• **EXERCISE BRIEF**: Copy the records below with every occurrence of "positive clicks" replaced by "foreground points". Change nothing else.

* * *

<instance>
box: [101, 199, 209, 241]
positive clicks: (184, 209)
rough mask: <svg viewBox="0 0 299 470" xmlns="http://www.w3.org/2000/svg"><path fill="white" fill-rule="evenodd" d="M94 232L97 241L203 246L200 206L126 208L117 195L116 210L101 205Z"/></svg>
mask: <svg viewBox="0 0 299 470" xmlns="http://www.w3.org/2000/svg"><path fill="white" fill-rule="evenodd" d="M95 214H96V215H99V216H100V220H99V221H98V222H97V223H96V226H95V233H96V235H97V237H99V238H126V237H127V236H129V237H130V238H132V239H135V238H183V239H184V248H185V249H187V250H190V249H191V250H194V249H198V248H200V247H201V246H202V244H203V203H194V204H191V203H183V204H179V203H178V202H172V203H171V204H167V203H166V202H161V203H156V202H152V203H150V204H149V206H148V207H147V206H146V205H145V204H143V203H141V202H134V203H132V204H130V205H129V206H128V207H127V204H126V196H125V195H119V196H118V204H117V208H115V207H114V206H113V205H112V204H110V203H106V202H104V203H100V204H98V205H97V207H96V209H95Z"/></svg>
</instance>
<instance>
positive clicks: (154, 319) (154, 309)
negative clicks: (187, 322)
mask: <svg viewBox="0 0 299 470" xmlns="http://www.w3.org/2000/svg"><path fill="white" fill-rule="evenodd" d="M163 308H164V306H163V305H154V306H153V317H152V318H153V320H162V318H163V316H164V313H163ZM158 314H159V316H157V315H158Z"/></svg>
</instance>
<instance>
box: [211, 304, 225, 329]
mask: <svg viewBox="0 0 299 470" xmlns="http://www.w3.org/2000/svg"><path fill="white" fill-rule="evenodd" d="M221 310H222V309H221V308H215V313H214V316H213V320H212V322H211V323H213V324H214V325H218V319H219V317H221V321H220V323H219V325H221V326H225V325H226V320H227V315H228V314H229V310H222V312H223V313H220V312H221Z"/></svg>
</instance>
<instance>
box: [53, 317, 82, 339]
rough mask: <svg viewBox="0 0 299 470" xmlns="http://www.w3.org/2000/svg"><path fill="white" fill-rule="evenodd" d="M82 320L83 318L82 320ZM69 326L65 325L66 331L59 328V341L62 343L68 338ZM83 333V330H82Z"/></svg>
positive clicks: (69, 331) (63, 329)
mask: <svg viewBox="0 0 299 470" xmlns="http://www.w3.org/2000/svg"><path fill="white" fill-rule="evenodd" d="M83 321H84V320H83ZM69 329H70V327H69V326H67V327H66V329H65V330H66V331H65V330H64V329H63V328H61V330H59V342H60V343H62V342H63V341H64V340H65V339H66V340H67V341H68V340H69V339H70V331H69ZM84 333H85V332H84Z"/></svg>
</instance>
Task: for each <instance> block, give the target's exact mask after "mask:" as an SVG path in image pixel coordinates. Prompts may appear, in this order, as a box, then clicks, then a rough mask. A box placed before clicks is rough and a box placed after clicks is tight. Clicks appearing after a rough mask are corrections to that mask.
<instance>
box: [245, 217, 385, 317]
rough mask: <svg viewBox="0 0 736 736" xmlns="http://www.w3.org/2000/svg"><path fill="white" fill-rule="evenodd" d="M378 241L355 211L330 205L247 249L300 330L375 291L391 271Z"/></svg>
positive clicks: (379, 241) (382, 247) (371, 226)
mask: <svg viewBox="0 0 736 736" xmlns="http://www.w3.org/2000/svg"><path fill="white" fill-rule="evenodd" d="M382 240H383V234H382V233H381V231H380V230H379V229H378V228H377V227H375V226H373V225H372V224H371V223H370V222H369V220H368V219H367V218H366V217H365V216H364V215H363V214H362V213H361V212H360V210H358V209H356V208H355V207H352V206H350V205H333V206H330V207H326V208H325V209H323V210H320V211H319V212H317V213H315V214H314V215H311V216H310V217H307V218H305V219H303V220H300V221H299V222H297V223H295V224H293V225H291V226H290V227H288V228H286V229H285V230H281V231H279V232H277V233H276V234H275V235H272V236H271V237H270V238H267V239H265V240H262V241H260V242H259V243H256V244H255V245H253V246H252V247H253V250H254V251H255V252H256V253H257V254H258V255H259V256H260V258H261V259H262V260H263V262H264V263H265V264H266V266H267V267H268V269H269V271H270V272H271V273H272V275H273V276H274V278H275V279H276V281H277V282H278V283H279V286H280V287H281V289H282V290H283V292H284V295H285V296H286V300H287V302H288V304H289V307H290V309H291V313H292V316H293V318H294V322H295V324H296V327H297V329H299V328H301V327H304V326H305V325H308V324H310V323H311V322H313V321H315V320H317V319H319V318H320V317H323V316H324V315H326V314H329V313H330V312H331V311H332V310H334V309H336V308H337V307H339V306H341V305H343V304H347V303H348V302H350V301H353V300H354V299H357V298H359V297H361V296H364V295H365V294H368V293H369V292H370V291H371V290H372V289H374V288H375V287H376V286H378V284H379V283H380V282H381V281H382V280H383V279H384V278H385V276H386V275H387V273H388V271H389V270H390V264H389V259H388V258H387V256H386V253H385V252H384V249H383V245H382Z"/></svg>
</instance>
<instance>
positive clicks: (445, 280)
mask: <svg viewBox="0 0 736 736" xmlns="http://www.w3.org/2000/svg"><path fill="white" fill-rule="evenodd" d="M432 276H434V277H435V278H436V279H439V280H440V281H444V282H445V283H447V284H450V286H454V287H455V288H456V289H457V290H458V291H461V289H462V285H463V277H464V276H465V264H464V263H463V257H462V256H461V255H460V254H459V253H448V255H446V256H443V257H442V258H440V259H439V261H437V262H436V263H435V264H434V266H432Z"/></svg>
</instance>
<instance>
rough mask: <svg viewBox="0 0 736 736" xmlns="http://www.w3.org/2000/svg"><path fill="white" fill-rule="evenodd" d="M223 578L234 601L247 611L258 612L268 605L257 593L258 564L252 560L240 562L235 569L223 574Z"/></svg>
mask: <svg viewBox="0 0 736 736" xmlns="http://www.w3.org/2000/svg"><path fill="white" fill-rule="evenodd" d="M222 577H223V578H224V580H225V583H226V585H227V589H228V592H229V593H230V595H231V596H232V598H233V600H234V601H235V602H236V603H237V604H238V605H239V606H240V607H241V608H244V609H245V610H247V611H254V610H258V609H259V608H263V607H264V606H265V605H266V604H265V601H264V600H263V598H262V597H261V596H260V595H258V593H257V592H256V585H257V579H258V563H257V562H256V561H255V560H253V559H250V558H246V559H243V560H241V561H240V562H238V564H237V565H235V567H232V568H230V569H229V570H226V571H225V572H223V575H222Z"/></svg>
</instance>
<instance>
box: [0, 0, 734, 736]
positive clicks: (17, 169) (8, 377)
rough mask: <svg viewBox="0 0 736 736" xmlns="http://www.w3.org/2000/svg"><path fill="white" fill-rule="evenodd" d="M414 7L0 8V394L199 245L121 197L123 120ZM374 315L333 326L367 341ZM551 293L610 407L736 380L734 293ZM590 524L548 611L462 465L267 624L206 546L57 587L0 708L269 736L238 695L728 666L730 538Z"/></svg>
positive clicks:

* * *

• **ANSWER FOR THIS EXERCISE**:
<instance>
box: [101, 199, 209, 241]
foreground points: (184, 209)
rough mask: <svg viewBox="0 0 299 470" xmlns="http://www.w3.org/2000/svg"><path fill="white" fill-rule="evenodd" d="M94 232L97 241L203 246L200 206L126 208L117 195L116 210L101 205Z"/></svg>
mask: <svg viewBox="0 0 299 470" xmlns="http://www.w3.org/2000/svg"><path fill="white" fill-rule="evenodd" d="M95 214H96V215H99V216H100V220H99V221H98V222H97V223H96V226H95V233H96V235H97V237H99V238H126V237H127V236H129V237H130V238H132V239H135V238H183V239H184V248H185V249H187V250H190V249H191V250H194V249H198V248H200V247H201V246H202V244H203V203H194V204H191V203H183V204H179V203H178V202H172V203H171V204H167V203H166V202H161V203H156V202H152V203H150V204H149V206H148V207H147V206H146V205H145V204H143V203H141V202H134V203H132V204H130V205H129V206H128V207H127V204H126V196H125V195H119V196H118V204H117V208H115V207H114V206H113V205H112V204H110V203H106V202H104V203H100V204H98V205H97V207H96V209H95Z"/></svg>
</instance>
<instance>
foreground points: (154, 319) (154, 309)
negative clicks: (187, 322)
mask: <svg viewBox="0 0 299 470" xmlns="http://www.w3.org/2000/svg"><path fill="white" fill-rule="evenodd" d="M163 308H164V306H163V305H154V306H153V317H152V318H153V320H162V318H163V316H164V313H163ZM158 314H159V316H157V315H158Z"/></svg>
</instance>
<instance>
box: [211, 304, 225, 329]
mask: <svg viewBox="0 0 299 470" xmlns="http://www.w3.org/2000/svg"><path fill="white" fill-rule="evenodd" d="M221 310H222V309H221V308H215V313H214V316H213V320H212V322H211V323H213V324H214V325H218V319H219V317H221V321H220V323H219V325H221V326H225V325H226V320H227V315H228V314H229V310H222V312H223V313H220V312H221Z"/></svg>
</instance>
<instance>
box: [53, 317, 82, 339]
rough mask: <svg viewBox="0 0 299 470" xmlns="http://www.w3.org/2000/svg"><path fill="white" fill-rule="evenodd" d="M82 320L83 318L82 320ZM69 326L65 325L66 331L59 328V341L62 343L68 338ZM83 333V330H82Z"/></svg>
foreground points: (69, 331) (63, 329)
mask: <svg viewBox="0 0 299 470" xmlns="http://www.w3.org/2000/svg"><path fill="white" fill-rule="evenodd" d="M83 321H84V320H83ZM69 329H70V327H69V326H67V327H66V329H65V330H66V331H65V330H64V329H63V328H61V330H59V342H60V343H62V342H63V341H64V340H65V339H66V340H67V341H68V340H69V339H70V331H69ZM84 333H85V332H84Z"/></svg>
</instance>
Task: for each <instance> block, give the target's exact mask after "mask:" as an SVG path in image pixel coordinates. Prompts may appear, in this order, as a box, then clicks, then a rough mask. A box placed before clicks is rough and a box placed after clicks is tight. Clicks appearing after a rough mask are corrections to that mask.
<instance>
box: [245, 217, 385, 317]
rough mask: <svg viewBox="0 0 736 736" xmlns="http://www.w3.org/2000/svg"><path fill="white" fill-rule="evenodd" d="M378 241L355 211L330 205L247 249L300 330L375 291L391 271Z"/></svg>
foreground points: (379, 241) (382, 247) (371, 226)
mask: <svg viewBox="0 0 736 736" xmlns="http://www.w3.org/2000/svg"><path fill="white" fill-rule="evenodd" d="M382 240H383V234H382V233H381V231H380V230H379V229H378V228H377V227H375V226H373V225H372V224H371V223H370V222H369V220H368V219H367V218H366V217H365V216H364V215H363V214H362V213H361V212H360V210H358V209H356V208H355V207H352V206H350V205H333V206H330V207H326V208H325V209H323V210H320V211H319V212H317V213H315V214H314V215H311V216H310V217H307V218H305V219H303V220H300V221H299V222H297V223H295V224H293V225H291V226H290V227H288V228H286V229H285V230H281V231H279V232H277V233H276V234H275V235H272V236H271V237H270V238H267V239H265V240H262V241H260V242H259V243H256V244H255V245H253V246H252V247H253V250H254V251H255V252H256V253H257V254H258V255H259V256H260V258H261V259H262V260H263V262H264V263H265V264H266V266H267V267H268V269H269V271H270V272H271V273H272V275H273V276H274V278H275V279H276V281H277V282H278V283H279V286H280V287H281V289H282V290H283V292H284V295H285V296H286V300H287V302H288V304H289V307H290V309H291V313H292V316H293V318H294V322H295V324H296V327H297V329H299V328H301V327H304V326H305V325H308V324H310V323H311V322H313V321H315V320H317V319H319V318H320V317H323V316H324V315H326V314H329V313H330V312H331V311H332V310H334V309H336V308H337V307H339V306H341V305H343V304H347V303H348V302H350V301H353V300H354V299H357V298H359V297H361V296H364V295H365V294H368V293H369V292H370V291H371V290H372V289H374V288H375V287H376V286H378V284H379V283H380V282H381V281H382V280H383V279H384V278H385V276H386V275H387V273H388V271H389V270H390V264H389V259H388V258H387V256H386V253H385V252H384V249H383V245H382Z"/></svg>
</instance>
<instance>
foreground points: (445, 280)
mask: <svg viewBox="0 0 736 736" xmlns="http://www.w3.org/2000/svg"><path fill="white" fill-rule="evenodd" d="M432 276H434V277H435V278H436V279H439V280H440V281H444V282H445V283H447V284H450V286H454V287H455V288H456V289H457V290H458V291H461V289H462V285H463V277H464V276H465V264H464V263H463V257H462V256H461V255H460V254H459V253H448V255H446V256H443V257H442V258H440V259H439V261H437V262H436V263H435V264H434V266H432Z"/></svg>
</instance>
<instance>
rough mask: <svg viewBox="0 0 736 736" xmlns="http://www.w3.org/2000/svg"><path fill="white" fill-rule="evenodd" d="M223 578L234 601L247 611L258 612L268 605L257 593L258 564L252 560L240 562L235 569L223 574Z"/></svg>
mask: <svg viewBox="0 0 736 736" xmlns="http://www.w3.org/2000/svg"><path fill="white" fill-rule="evenodd" d="M222 577H223V578H224V580H225V583H226V585H227V589H228V592H229V593H230V595H231V596H232V598H233V600H234V601H235V602H236V603H237V604H238V605H239V606H240V607H241V608H244V609H245V610H247V611H254V610H258V609H259V608H263V607H264V606H265V605H266V604H265V601H264V600H263V598H262V597H261V596H260V595H258V593H257V592H256V585H257V579H258V563H257V562H256V561H255V560H253V559H250V558H246V559H243V560H241V561H240V562H238V564H237V565H235V567H232V568H230V569H229V570H226V571H225V572H223V575H222Z"/></svg>
</instance>
<instance>
box: [0, 0, 734, 736]
foreground points: (17, 169) (8, 377)
rough mask: <svg viewBox="0 0 736 736" xmlns="http://www.w3.org/2000/svg"><path fill="white" fill-rule="evenodd" d="M414 7L0 8V394L199 245L121 197L123 120ZM374 315L333 326L367 341ZM551 293L610 407L736 380L734 293ZM590 524L548 611L462 465L267 624L206 546L57 587L0 708L269 736L238 695L728 666L730 538Z"/></svg>
foreground points:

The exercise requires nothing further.